**Aim:**
Can you put the entries below into a JSON list of strings, one string per line with blank lines dropped, starting at the line that contains "of the **man's" and continuing through the end of the entries? Leave the pictures out of the list.

**Dataset excerpts:**

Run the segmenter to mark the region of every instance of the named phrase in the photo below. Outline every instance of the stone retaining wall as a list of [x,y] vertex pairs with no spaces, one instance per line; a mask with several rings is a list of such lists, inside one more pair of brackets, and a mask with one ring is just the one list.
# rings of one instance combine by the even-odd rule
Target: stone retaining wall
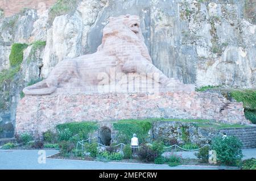
[[156,121],[153,123],[152,133],[154,140],[162,140],[167,145],[182,145],[187,141],[201,145],[209,143],[214,136],[225,133],[239,138],[243,148],[256,148],[256,127],[217,130],[197,127],[193,123]]
[[59,124],[127,119],[179,118],[248,123],[242,103],[197,92],[26,96],[18,104],[15,132],[40,134]]

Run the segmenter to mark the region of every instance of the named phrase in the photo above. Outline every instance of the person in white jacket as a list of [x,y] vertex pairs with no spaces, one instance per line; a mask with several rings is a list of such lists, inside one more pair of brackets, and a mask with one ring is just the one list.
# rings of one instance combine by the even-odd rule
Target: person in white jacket
[[131,138],[131,147],[133,154],[135,154],[137,148],[139,147],[139,140],[138,140],[135,133],[133,134],[133,137]]

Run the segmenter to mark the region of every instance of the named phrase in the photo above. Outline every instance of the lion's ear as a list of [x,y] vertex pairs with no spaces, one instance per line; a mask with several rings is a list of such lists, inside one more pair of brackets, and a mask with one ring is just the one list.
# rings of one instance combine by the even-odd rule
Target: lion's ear
[[114,18],[112,17],[112,16],[110,16],[109,18],[110,22],[113,21],[114,20]]

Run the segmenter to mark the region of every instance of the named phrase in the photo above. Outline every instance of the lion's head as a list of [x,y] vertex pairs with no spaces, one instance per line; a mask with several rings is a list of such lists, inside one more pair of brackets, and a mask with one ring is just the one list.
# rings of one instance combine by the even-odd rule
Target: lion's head
[[147,48],[144,43],[138,16],[127,14],[116,18],[110,17],[109,23],[103,29],[102,41],[98,50],[104,48],[105,42],[113,37],[134,44],[141,50],[141,54],[152,62]]

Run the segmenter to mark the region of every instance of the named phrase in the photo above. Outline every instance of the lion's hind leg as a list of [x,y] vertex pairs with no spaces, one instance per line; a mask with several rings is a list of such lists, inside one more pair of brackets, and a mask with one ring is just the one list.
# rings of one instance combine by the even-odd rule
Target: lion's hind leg
[[24,88],[23,91],[26,95],[37,95],[51,94],[57,89],[57,81],[47,79],[32,86]]

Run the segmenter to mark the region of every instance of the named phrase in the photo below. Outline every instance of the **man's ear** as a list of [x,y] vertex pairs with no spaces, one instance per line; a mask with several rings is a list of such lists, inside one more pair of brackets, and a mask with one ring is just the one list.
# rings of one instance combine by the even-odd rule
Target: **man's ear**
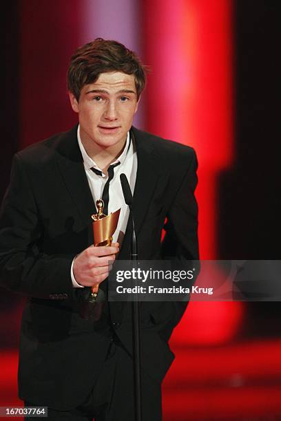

**Solution to this task:**
[
  "Run the segmenter to mark the region of every instance of the named phrase in the photo below. Outline every instance of the **man's ear** as a list of [x,y] vertex pairs with no spaces, one instance per line; a mask with several rings is a list of such lists, inside one more pair of brackets, and a mask with one ring is just the one list.",
  "# rings of one instance combine by the even-odd rule",
  "Target: **man's ear**"
]